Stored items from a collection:
▶

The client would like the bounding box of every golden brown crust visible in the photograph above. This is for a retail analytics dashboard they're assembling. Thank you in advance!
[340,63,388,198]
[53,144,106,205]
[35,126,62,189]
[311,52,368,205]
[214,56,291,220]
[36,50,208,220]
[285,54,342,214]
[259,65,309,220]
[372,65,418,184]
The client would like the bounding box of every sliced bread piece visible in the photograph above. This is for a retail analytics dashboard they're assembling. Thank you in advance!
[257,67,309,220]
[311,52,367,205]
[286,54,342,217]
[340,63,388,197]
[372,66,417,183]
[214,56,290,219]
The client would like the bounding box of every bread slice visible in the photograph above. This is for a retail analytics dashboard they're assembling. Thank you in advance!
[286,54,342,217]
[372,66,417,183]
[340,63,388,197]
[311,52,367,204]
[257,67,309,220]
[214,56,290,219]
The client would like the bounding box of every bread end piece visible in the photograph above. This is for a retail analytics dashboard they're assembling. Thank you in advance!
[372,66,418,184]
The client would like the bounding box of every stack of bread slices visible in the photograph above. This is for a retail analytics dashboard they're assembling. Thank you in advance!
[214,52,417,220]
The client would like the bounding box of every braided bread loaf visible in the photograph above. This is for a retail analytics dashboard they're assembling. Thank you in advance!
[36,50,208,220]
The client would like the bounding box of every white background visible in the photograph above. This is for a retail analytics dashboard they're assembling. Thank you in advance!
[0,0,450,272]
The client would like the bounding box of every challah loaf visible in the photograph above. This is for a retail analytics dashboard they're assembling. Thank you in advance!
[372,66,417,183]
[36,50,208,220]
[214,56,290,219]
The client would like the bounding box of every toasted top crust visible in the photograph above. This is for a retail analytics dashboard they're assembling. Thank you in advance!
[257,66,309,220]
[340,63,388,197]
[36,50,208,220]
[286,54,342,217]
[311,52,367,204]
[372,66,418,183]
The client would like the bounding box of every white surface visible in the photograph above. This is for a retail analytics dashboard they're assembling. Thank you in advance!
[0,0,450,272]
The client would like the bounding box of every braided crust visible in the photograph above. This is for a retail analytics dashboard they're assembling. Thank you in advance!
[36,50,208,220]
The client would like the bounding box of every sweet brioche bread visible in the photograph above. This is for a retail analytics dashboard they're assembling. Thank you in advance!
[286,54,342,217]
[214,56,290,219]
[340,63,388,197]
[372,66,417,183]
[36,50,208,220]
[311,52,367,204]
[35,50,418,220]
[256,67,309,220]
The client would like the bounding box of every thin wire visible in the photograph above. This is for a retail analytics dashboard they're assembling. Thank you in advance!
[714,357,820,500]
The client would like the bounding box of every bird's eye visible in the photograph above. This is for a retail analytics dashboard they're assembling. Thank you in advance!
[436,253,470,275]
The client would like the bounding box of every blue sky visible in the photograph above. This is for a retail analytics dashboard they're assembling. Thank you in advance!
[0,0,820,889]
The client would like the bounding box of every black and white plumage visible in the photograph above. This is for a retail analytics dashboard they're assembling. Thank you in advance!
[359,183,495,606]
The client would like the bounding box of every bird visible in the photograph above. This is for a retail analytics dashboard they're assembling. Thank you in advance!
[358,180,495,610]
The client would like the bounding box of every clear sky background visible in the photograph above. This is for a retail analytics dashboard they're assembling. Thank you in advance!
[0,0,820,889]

◀

→ WHAT IS REQUIRED
Rewrite the records from the beginning through the line with "[372,65,418,184]", changing "golden brown crust" to "browned crust" and keeping everything else the same.

→ EXERCISE SOLUTION
The client would like the bounding box of every browned crust visible in the photograph above. This is for a retail analytics dashboard they're assembling. Thank you in advance!
[340,63,388,198]
[53,144,106,205]
[35,126,62,189]
[311,52,368,205]
[214,56,291,220]
[36,50,208,220]
[285,54,342,214]
[259,65,309,220]
[372,65,418,184]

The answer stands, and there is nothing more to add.